↓
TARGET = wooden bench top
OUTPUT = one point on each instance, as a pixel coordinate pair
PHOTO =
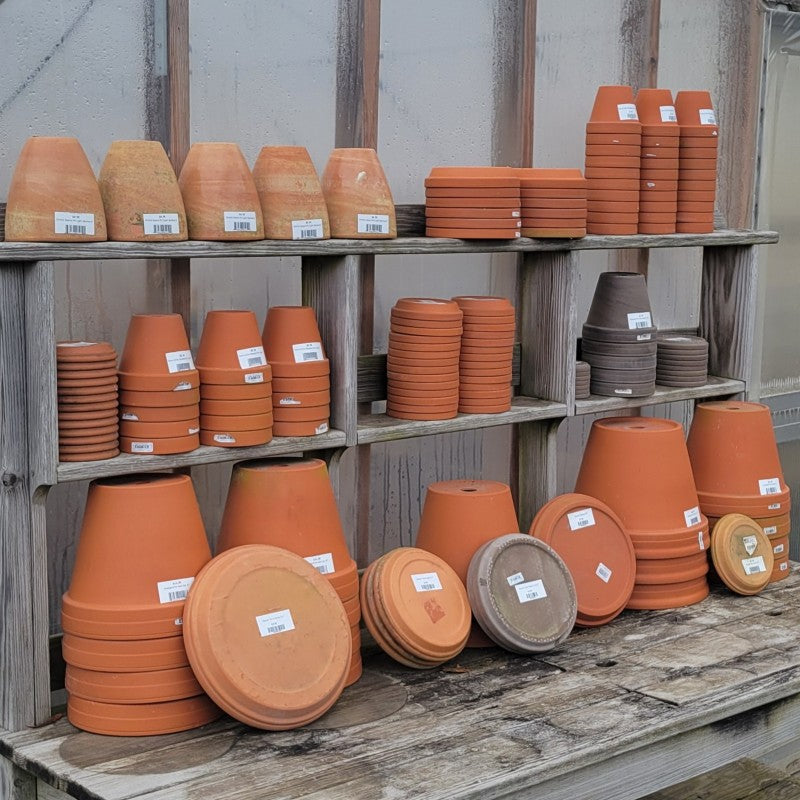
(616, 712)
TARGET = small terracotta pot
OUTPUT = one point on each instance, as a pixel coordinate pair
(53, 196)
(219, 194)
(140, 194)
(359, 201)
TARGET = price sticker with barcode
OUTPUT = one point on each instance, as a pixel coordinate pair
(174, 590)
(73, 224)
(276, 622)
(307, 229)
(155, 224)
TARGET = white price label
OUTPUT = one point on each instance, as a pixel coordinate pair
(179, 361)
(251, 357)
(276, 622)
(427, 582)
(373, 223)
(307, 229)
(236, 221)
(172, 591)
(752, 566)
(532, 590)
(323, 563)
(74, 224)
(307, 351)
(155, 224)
↑
↓
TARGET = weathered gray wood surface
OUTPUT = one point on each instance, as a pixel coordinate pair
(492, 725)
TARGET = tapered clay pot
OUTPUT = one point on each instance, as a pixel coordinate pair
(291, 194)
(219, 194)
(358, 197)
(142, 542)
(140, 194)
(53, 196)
↑
↓
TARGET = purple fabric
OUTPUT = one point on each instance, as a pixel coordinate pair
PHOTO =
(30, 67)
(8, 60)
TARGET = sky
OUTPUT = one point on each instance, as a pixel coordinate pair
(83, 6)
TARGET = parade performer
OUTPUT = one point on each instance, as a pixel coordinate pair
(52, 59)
↑
# TO DO
The lines to set down run from the line with "TARGET = wooden bench top" up to and including the line with "TARGET = white price label" in the entries above. Reproduce them exactly, with no pictures.

# WRITTEN SOLUTION
TARGET = wooden bench top
OUTPUT = one point on each instance, as a pixel coordinate pair
PHOTO =
(616, 712)
TARGET = small terracotta pot
OUTPUT = one point on each instance, as a pixel coordinate pair
(53, 196)
(219, 194)
(140, 194)
(359, 201)
TARGET = price sticker with barcode
OUTPUT = one point on each instance, as a pixel coordinate pair
(174, 590)
(73, 224)
(276, 622)
(307, 229)
(155, 224)
TARGET = white price label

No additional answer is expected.